Friday 5 December 2014

Saskatchewan and Sharjah

Did I talk about my time in Sharjah?  I didn't?  It has been a while.  Yeah, I scored the trifecta for literary travel this fall -- Brazil, Arab Emirates, Saskatchewan.  All it takes is a bit of luck and the ability to say, Yes, when someone asks if you want to go someplace. 

So, Saskatchewan.  Walked across the tarmac in Regina shivering like a bunch of castanets. -45 with the wind chill.   No I am not kidding.  You know how it is when you take a breath and your lips, lungs and inside of your nose freeze solid?  Like that.  Thank heavens my car, air bnb, local restaurant and schools were all well heated.  Actually, I had a great time in Regina and Saskatoon, hanging out with a couple of the '7' authors and chatting to large bunches of goofy kids.  Among other things I learned that St Timothy was one of the guys Paul sent letters to.  (Apparently the fast route to sainthood is to be on Paul's Christmas list.)  Man, the prairie cold is a real thing -- not like our southern Ontario version.  Yeah, I know, wet cold get here is supposed to make you feel worse than dry cold, but numbers don't lie and -45, no matter how dry, is plenty plenty cold.  


 A week earlier I was jogging around a person-made lagoon in dry, sunny, 27-degree weather, on my way to the 'blue' souk to grab prezzies for my kids (there are two kinds of souks -- blue and gold.  The gold one only deals in precious metals, and my kids are not getting those kinds of prezzies).  I saw a totally unexpected --

Shoot, time has done its thing and I am late.  How does that happen?  I still haven't said much about Sharjah.  Remind me to tell you about my televised panel discussion with the lit. professors and minister of education.  Topic:  'The Nectar Of Meaning.'  Oh yeah. Scrimger playing with the big kids. Til soon.


Friday 7 November 2014

charades in Brazil

So I'm back, and if you didn't know I was away, that's, well, realistically, my fault, since I don't update my status very regularly. (Lot of commas in that sentence, did you notice? I'm not fond of them normally but there they are. Anyway --)

Brazil.  That's where I was, representing my country loud and proud at the Porto Alegre Book Fair, the - ahem - largest outdoor book fair in the world.  The fair is proud of that claim and makes it often.

Porto Alegre is a real city, biggish but understandable, not like Sao Paulo which is bigger than most countries. Porto Alegre has a university, some industry, a huge marketplace (that's it in the picture) and government stuff floating on top.  There's a good vibe, lively and friendly.  Not touristy.  Not at all.  In fact I had real trouble making myself understood.

I'm used to travelling in Europe where people, especially service people, are polyglots, and since I can get by in English and (sort of) French, I can hail a cab and order a meal and avoid getting run over most of the time.  Not in Porto Alegre, though.  I almost missed my flight because they changed the gate and only told us in Portuguese.  The desk guy at my hotel (The Grand Amazing Metropolitan or something - totally normal mid-price place close to the fair) smiled widely but shrugged at my questions, pointing at my room number and pantomiming opening the door.

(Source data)
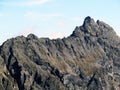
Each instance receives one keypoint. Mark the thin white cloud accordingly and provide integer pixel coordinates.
(42, 16)
(25, 3)
(3, 14)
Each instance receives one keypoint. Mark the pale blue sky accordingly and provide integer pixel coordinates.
(53, 18)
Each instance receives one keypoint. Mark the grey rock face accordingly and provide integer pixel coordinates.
(89, 59)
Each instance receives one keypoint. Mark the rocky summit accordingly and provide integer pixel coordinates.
(89, 59)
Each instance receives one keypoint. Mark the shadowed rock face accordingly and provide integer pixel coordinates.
(89, 59)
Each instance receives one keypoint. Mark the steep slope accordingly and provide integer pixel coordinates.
(89, 59)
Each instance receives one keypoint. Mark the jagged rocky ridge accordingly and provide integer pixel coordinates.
(89, 59)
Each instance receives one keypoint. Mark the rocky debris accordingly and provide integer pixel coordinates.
(86, 60)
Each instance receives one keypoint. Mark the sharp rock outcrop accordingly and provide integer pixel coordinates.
(89, 59)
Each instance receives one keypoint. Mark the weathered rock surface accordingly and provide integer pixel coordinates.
(89, 59)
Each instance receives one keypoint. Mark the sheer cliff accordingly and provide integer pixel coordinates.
(89, 59)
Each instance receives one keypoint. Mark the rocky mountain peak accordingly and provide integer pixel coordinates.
(32, 36)
(89, 59)
(98, 28)
(88, 20)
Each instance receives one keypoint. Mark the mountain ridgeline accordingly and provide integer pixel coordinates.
(89, 59)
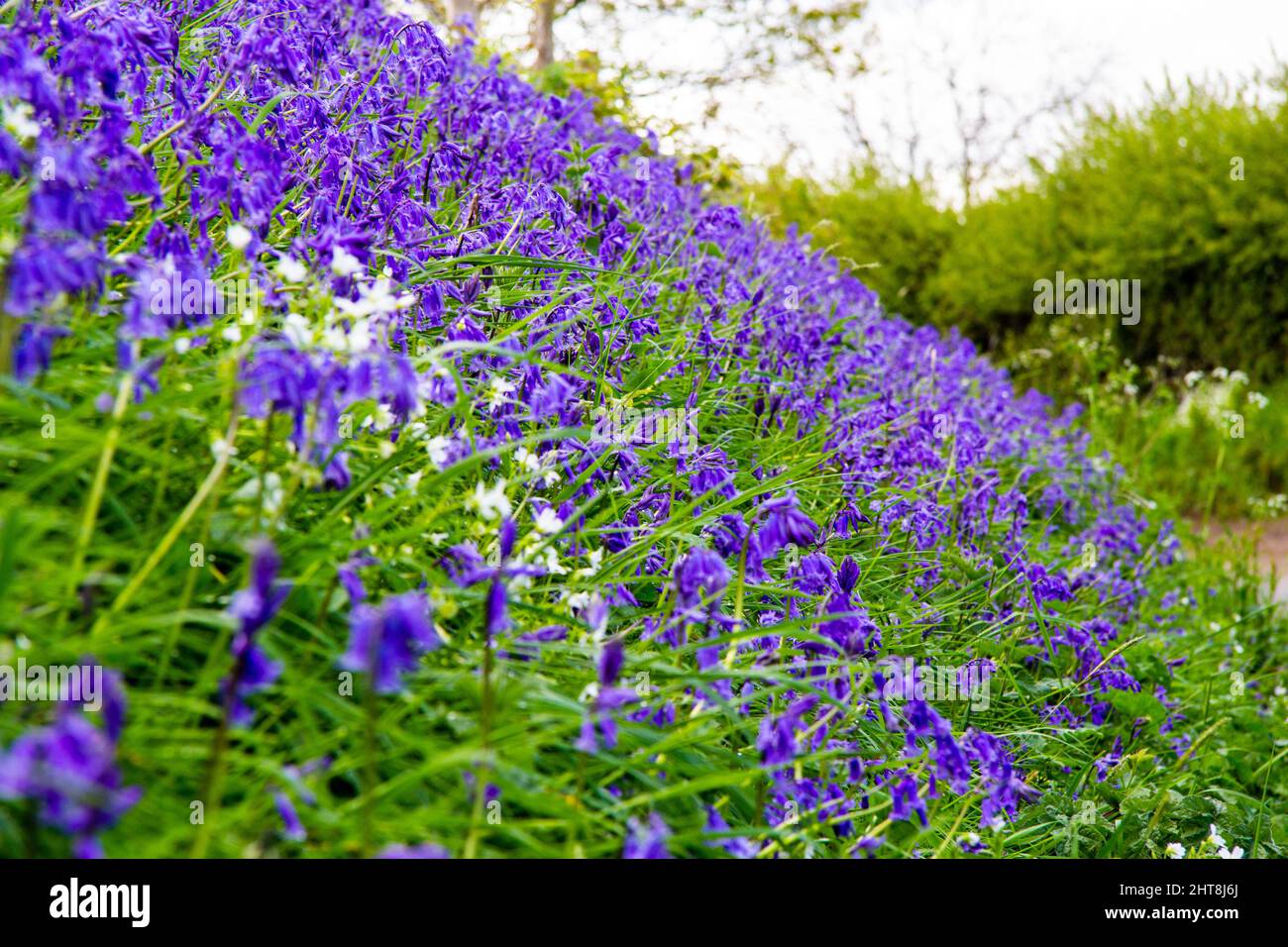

* [Given problem 1] What two kinds of souks does the blog post name?
* [Given problem 2] Quote the blog post word for word, beginning at the words "charades in Brazil" and stopping after "makes it often.".
Please rely on the blog post alone.

* [Correct output 1] Blue and gold.

* [Correct output 2]
charades in Brazil

So I'm back, and if you didn't know I was away, that's, well, realistically, my fault, since I don't update my status very regularly. (Lot of commas in that sentence, did you notice? I'm not fond of them normally but there they are. Anyway --)

Brazil.  That's where I was, representing my country loud and proud at the Porto Alegre Book Fair, the - ahem - largest outdoor book fair in the world.  The fair is proud of that claim and makes it often.